▸ Records for this exercise
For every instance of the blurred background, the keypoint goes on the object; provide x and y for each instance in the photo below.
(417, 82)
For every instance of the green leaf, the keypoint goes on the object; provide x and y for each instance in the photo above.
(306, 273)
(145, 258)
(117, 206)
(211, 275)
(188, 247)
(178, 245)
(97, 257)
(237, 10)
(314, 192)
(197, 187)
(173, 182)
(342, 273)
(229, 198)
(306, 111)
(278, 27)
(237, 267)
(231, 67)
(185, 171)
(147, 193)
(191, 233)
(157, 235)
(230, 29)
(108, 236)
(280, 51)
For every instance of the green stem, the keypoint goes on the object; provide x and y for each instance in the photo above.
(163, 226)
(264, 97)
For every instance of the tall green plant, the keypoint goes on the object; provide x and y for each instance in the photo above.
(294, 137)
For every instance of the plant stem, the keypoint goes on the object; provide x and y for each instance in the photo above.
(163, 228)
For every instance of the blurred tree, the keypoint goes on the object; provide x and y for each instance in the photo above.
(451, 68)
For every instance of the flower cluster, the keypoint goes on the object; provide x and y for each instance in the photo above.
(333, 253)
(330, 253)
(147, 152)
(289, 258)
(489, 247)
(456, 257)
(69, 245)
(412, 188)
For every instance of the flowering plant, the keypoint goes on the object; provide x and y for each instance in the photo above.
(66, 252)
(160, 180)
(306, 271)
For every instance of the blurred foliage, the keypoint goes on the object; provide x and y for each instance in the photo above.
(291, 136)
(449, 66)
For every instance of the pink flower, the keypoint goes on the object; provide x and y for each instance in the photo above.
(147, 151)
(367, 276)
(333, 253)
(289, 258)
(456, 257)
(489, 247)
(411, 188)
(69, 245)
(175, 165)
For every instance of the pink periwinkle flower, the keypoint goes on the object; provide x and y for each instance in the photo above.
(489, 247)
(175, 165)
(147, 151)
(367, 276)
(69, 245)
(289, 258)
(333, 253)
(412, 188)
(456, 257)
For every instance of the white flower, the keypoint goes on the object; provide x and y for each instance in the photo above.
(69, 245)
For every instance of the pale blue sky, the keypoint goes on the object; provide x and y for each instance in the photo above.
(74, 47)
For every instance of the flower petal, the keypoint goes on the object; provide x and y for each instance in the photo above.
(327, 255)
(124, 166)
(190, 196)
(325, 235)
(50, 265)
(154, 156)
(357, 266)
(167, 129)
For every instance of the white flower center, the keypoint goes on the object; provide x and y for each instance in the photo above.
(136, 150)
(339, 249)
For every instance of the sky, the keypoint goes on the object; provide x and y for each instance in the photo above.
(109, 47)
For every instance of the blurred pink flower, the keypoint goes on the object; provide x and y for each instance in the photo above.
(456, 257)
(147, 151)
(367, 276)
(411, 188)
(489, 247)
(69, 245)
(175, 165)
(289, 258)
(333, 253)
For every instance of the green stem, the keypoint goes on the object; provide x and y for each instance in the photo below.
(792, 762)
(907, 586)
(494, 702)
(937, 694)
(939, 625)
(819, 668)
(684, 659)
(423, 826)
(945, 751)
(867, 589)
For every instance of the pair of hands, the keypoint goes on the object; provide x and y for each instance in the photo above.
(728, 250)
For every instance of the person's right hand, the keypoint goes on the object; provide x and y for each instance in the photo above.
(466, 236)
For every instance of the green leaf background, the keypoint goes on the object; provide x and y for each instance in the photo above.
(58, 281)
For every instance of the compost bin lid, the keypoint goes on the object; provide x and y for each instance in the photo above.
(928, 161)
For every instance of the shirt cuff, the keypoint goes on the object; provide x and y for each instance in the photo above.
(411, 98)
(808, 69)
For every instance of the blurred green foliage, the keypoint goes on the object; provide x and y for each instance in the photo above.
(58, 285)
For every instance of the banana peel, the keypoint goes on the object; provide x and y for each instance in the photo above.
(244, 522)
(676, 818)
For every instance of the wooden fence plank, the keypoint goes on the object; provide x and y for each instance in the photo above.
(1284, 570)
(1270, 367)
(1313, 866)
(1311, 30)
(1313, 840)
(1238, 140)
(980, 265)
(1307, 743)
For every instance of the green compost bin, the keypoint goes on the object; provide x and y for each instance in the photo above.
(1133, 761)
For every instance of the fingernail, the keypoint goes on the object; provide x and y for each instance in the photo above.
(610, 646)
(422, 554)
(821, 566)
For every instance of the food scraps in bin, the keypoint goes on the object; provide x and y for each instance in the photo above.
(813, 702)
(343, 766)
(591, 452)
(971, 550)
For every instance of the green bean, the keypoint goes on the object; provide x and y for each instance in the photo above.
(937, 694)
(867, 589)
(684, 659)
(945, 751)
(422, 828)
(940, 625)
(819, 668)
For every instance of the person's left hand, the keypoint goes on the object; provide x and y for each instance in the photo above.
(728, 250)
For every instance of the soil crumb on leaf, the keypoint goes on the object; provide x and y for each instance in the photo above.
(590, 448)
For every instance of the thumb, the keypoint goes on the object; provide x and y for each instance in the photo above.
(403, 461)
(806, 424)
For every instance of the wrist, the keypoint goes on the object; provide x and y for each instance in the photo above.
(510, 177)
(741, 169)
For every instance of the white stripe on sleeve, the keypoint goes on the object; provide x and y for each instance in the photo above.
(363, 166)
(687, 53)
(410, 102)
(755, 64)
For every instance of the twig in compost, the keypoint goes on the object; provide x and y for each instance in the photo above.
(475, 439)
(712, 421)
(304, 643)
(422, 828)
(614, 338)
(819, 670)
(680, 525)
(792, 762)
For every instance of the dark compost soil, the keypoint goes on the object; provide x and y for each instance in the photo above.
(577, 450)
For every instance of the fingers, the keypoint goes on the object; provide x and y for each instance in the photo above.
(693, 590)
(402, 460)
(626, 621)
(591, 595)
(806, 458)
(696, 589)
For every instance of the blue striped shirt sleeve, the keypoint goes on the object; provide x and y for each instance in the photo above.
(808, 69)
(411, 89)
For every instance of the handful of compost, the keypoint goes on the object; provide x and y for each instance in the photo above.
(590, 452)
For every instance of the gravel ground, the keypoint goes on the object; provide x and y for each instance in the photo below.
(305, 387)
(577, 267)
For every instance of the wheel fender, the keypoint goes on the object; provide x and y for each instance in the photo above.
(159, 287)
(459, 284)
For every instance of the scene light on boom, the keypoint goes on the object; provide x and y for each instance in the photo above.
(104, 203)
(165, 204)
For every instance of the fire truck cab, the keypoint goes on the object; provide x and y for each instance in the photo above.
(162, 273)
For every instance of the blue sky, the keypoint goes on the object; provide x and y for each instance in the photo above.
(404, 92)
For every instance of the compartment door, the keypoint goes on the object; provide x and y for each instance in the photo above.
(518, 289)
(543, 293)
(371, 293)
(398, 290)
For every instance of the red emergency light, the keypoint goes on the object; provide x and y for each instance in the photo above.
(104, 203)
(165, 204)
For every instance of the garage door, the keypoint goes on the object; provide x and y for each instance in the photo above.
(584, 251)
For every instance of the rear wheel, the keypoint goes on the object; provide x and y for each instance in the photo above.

▸ Work item
Repeat the listing. Keep every character the same.

▸ Answer box
For every instance of the blurred background, the keypoint goes on the object; provide x and y for each instance in the photo below.
(417, 82)
For every instance of the green leaf, the keypoint goes on the object; provide x and y for each instance in the photo above.
(306, 273)
(145, 258)
(117, 206)
(211, 275)
(188, 247)
(178, 245)
(97, 257)
(237, 10)
(314, 192)
(197, 187)
(173, 182)
(342, 273)
(229, 198)
(306, 111)
(278, 27)
(237, 267)
(231, 67)
(185, 171)
(147, 193)
(191, 233)
(157, 235)
(230, 29)
(108, 236)
(280, 51)
For every instance of the green stem, the keypoint goes on the object; provide x and y for each instance in the photo above.
(163, 226)
(264, 97)
For every instance of the tall green plant, the keypoint goes on the object; provide x and y for each instance in the photo above.
(294, 137)
For every instance of the plant stem, the keypoint goes on the object; provide x and y for each instance in the photo above.
(163, 228)
For every instance of the blurred tree, the keypoint goes on the object; provide x and y for each instance in the photo above.
(451, 68)
For every instance of the flower cluster, the keypoint goes on the object; provide x and y for each instance in the photo above.
(333, 253)
(330, 253)
(147, 152)
(289, 258)
(489, 247)
(456, 257)
(69, 245)
(412, 188)
For every instance of the flowering plant, the keypoint goes on the object; provide x and y for each instance in the photo above.
(66, 252)
(160, 180)
(306, 271)
For every instance of the blurred foliage, the keypoint goes on the object; provide x and y for each instance in the photo above.
(291, 136)
(449, 66)
For every instance of the pink flower, the keypoint goes on the object; provide x and y for each instance in the photo above.
(147, 151)
(367, 276)
(333, 253)
(289, 258)
(456, 257)
(489, 247)
(411, 188)
(69, 245)
(175, 165)
For every instance of the pink periwinkle flower, the keypoint goes on the object; provide x and y for each instance in the photo above.
(489, 247)
(175, 165)
(147, 151)
(367, 276)
(69, 245)
(289, 258)
(333, 253)
(412, 188)
(456, 257)
For every instance of the white flower, the keypoint goes on the object; provide x and y for each instance in the photo above.
(69, 245)
For every instance of the pale blue sky, the keypoint goes on the object; provide x and y for each instance in the photo above.
(74, 47)
For every instance of the flower petal, the keypoint goes on the object; provide x and y for each instance in the photo above.
(327, 255)
(124, 166)
(190, 196)
(325, 235)
(50, 265)
(154, 156)
(357, 266)
(167, 129)
For every instance of the white flower center, the keypoint goes on the object; provide x and y for each instance in the photo above.
(136, 150)
(339, 249)
For every instance of the sky, the keypoint goes on the object; provide x and y for each instance in the photo above.
(109, 47)
For every instance of the blurred pink flower, the keypoint goes on the object; provide x and y for each instance in the photo above.
(456, 257)
(147, 151)
(367, 276)
(411, 188)
(489, 247)
(69, 245)
(175, 165)
(289, 258)
(333, 253)
For every instance of the green stem, the keypoint goes on the object; provide x and y for each instance in the photo below.
(792, 762)
(907, 586)
(494, 702)
(937, 694)
(939, 625)
(819, 668)
(684, 659)
(423, 826)
(945, 751)
(867, 589)
For every instance of the pair of hands, the keypoint goes on the object; provide x and y for each instance in the photo above.
(728, 250)
For every instance of the person's right hand, the keypoint goes on the object; provide x and y for each instance in the photo above.
(466, 236)
For every instance of the green leaf background, the keypoint goes on the object; provide x and y for each instance in the photo above.
(58, 281)
For every instance of the compost bin lid, the keypoint goes on the object; provide x and y for each instance in the photo above.
(928, 161)
For every instance of the shirt cuff, the keypoint goes on the object; provide x and y for each instance in the photo above.
(411, 98)
(808, 69)
For every instance of the blurred green foliage, the keypoint goes on the object; provide x and y for each instance in the photo above.
(58, 285)
For every instance of the banana peel, the keypoint goes on the object; provide x and y for each instance in the photo above.
(244, 522)
(676, 818)
For every instance of the wooden fence plank, the keypoint goes on the object; provide x and y for each instance in the photo above.
(1284, 570)
(1270, 367)
(1313, 866)
(1311, 30)
(1313, 840)
(1238, 140)
(980, 265)
(1307, 743)
For every instance of the green compost bin, the keypoint goes on the object; provide x and y for each instance in the photo above.
(1133, 761)
For every instance of the fingernail, the keypoint goes on the object; provide x and y for each instance in the photo above.
(610, 646)
(422, 554)
(821, 566)
For every instance of the food scraps in bin, the keypoint goes on the object; provide x and y for each instance in the photo above.
(813, 702)
(343, 766)
(591, 452)
(971, 550)
For every instance of the green bean, the keypoint goes on the object; provide x and y for each instance in the photo above.
(937, 694)
(867, 589)
(684, 659)
(945, 751)
(422, 828)
(940, 625)
(819, 668)
For every instance of the person's left hand, the keypoint goes on the object; provide x and y for each instance in the photo above.
(728, 250)
For every instance of the soil crumb on leaf, the keypoint goes on the object; provide x and y for each instance in the photo above.
(590, 448)
For every instance of the thumb, the keypoint goes on the object; provide x and y for each instance in the photo above.
(403, 461)
(806, 424)
For every instance of the wrist, the keypoint goes on the object; provide x and y for each instance in the photo above.
(510, 177)
(741, 169)
For every instance of the white stripe on sleeve, the keypoint goes on the object; provide x and y for each instance in the photo above.
(363, 166)
(687, 53)
(410, 102)
(755, 64)
For every instance of the twig in compost, the keypoint goes on the object; provide x and y for each instance in the photo above.
(475, 439)
(712, 421)
(304, 643)
(422, 828)
(614, 338)
(819, 670)
(680, 525)
(792, 762)
For every instance of the dark compost soil, the keypoint goes on the object; provide x and y for each instance in the photo above.
(577, 450)
For every instance of the fingers, the keypoint goes on the object; provide x and y for each instance in the photo above.
(693, 590)
(402, 460)
(626, 621)
(591, 595)
(806, 458)
(696, 589)
For every instance of the blue striped shirt sleeve, the keypoint goes on the object; provide x and y for each instance in the photo above.
(808, 69)
(411, 89)
For every instance of the handful of compost, the keypoint goes on the object; provide x and y for each instance in the photo above.
(590, 452)
For every instance of the gravel ground, the keypoint goes on the object; provide x and y for each instance in the photo below.
(305, 387)
(577, 267)
For every instance of the wheel fender, the keypoint goes on the object; provide x and y for each instance in the photo above.
(159, 287)
(459, 284)
For every instance of the scene light on boom, the keypoint goes on the object; provide x and y for each instance in the photo above.
(104, 203)
(165, 204)
For every instance of the fire truck cab, the keypoint goes on the object; provide x and y for each instance in the photo above.
(162, 273)
For every instance of the blue sky, the keypoint goes on the object; provide x and y for each instance in the photo above.
(404, 92)
For every instance of the compartment door, the keypoint goes on the object; provide x and y for each instance in the photo above.
(518, 289)
(543, 293)
(371, 293)
(398, 290)
For every instance of the red emergency light, the keypoint goes on the object; provide x and y for each instance in the photo above.
(104, 203)
(165, 204)
For every instance of the garage door, the keypoint goes on the object; provide x and y for each instance in the photo above.
(584, 251)
For every instance of the rear wheel, the keypoint goes on the object; provide x and y for each instance in the photo above.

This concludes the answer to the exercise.